WORK TO COMPLETE: Tally the lines in the entries below that contain the string "staircase", matching case exactly, and give only the count.

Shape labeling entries
-- START --
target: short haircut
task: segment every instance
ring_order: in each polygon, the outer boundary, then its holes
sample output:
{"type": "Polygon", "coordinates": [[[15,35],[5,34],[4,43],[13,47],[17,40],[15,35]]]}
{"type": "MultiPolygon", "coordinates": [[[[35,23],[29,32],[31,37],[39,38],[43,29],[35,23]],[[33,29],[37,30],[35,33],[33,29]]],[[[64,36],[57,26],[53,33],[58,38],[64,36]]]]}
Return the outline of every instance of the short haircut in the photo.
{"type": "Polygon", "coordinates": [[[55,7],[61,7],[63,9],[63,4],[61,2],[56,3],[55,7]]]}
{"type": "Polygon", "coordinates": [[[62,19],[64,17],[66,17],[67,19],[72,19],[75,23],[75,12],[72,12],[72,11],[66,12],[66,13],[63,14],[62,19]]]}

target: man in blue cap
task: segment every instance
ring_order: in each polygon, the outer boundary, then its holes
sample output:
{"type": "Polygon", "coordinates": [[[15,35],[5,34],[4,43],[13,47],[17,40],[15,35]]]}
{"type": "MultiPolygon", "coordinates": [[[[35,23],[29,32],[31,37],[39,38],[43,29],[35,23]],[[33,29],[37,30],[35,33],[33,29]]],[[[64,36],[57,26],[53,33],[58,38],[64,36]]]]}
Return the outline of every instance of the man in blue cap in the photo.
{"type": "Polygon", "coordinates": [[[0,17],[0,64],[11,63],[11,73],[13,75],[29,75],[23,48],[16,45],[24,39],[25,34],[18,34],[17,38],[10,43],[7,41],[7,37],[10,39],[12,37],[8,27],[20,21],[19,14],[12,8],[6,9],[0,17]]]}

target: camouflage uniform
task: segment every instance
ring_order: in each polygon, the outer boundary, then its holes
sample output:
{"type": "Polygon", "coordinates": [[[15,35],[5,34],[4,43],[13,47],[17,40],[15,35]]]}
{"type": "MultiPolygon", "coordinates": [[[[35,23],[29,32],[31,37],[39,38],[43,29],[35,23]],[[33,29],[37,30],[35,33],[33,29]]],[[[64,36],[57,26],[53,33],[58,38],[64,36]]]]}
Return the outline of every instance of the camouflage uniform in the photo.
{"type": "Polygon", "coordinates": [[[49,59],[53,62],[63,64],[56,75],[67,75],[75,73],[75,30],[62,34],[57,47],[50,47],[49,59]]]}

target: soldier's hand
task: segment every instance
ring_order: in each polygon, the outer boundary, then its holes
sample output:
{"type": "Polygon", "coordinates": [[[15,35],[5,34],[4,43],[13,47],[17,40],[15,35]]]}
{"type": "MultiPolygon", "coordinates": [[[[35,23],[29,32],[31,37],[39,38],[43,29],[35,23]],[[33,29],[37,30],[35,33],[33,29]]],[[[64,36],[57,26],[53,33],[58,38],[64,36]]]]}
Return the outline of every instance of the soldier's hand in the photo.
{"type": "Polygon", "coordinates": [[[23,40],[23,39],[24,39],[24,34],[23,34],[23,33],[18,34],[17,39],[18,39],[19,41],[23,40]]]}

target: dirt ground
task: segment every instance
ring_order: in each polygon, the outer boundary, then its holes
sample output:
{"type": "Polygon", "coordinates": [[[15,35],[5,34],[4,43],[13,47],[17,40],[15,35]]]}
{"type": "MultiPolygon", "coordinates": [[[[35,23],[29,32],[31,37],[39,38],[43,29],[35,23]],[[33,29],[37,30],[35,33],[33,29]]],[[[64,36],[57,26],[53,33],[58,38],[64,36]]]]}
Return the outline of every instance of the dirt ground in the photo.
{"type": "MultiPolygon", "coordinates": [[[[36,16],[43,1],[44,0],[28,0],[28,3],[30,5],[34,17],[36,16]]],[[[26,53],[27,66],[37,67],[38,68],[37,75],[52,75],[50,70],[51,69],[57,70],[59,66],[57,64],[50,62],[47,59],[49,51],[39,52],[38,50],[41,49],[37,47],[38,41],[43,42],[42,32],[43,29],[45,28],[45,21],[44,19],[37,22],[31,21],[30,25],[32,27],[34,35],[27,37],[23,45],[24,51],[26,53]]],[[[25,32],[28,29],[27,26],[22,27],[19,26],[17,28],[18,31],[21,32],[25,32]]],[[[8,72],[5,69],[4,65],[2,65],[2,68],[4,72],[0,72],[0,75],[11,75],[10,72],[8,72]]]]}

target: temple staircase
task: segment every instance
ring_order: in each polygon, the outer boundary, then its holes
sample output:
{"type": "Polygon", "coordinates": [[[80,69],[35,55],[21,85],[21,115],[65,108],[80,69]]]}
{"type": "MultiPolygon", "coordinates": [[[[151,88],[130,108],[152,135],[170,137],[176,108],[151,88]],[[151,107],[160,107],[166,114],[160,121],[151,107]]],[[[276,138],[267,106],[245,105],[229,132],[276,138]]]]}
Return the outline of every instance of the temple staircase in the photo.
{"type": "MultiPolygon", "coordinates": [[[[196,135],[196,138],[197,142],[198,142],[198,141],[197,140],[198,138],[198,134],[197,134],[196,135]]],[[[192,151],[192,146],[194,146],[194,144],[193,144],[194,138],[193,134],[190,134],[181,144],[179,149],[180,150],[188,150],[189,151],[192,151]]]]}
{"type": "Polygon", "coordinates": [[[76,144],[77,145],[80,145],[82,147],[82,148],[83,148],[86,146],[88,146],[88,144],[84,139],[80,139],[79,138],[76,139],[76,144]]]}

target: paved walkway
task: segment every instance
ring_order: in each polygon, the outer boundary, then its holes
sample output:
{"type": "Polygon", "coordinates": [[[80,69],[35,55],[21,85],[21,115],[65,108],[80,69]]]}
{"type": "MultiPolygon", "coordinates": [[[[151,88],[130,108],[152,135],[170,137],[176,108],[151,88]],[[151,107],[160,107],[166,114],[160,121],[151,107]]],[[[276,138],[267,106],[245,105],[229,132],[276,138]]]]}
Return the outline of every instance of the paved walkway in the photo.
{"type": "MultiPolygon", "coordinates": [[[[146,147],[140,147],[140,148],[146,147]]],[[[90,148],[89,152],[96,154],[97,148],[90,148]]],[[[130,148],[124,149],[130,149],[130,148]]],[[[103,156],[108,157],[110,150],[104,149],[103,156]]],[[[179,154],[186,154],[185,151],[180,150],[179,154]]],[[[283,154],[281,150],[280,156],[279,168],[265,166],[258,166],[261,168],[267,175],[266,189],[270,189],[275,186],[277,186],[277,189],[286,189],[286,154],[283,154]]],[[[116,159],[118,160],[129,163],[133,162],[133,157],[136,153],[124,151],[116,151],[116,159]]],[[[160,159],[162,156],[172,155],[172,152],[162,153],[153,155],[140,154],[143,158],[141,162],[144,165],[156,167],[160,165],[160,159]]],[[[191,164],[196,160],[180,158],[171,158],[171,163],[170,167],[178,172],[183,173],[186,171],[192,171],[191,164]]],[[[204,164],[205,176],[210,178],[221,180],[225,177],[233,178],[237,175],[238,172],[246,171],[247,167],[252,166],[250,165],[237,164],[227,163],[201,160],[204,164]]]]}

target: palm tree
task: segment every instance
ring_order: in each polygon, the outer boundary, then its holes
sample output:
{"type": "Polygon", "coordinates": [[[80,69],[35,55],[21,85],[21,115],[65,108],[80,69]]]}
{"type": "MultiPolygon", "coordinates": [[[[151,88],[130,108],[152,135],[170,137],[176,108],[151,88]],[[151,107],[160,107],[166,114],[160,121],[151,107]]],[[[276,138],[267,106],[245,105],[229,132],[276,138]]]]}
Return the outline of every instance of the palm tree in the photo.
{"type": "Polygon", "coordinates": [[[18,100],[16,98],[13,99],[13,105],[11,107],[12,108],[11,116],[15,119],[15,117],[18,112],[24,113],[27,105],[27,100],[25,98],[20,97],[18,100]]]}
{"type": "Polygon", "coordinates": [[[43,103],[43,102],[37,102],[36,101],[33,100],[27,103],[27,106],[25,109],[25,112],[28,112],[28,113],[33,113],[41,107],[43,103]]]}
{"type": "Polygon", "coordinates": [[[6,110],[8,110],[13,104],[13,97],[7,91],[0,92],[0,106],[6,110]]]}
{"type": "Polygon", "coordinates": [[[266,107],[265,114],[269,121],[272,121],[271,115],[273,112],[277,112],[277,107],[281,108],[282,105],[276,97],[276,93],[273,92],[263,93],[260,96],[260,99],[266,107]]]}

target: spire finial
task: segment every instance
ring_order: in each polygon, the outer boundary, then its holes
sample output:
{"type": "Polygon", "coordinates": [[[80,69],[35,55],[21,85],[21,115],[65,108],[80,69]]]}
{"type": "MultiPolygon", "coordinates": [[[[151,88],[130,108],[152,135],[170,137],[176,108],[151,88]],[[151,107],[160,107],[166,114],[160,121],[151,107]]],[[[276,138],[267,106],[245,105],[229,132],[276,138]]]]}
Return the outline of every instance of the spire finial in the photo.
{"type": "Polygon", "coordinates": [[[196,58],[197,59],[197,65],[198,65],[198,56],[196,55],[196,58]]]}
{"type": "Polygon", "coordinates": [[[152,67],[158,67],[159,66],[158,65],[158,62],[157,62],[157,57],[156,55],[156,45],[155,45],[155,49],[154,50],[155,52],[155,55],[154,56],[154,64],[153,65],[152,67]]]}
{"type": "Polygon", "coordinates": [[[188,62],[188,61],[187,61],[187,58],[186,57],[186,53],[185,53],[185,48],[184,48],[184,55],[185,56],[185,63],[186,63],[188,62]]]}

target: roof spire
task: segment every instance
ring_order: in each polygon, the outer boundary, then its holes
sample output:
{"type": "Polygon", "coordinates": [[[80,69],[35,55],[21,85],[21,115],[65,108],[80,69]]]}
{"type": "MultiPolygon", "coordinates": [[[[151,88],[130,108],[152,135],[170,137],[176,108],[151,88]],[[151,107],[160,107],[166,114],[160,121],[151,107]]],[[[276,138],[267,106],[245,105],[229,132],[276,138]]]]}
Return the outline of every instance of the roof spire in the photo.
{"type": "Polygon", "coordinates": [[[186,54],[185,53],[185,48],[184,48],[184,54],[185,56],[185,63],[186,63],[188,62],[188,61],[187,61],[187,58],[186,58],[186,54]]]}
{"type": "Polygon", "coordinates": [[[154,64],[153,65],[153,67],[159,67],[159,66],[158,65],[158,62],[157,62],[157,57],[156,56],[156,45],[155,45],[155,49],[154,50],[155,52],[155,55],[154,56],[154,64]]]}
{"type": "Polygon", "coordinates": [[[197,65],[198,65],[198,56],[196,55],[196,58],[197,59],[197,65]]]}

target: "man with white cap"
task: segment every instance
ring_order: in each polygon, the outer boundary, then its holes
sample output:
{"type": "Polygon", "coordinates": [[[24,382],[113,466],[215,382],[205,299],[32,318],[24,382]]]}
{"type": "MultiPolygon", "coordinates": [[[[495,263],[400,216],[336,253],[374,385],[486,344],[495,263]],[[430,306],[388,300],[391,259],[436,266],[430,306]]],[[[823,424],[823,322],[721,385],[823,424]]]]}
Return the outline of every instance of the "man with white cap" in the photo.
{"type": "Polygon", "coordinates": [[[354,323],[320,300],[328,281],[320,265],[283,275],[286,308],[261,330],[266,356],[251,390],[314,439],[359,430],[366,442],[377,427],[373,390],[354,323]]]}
-- END --
COMPLETE RESPONSE: 2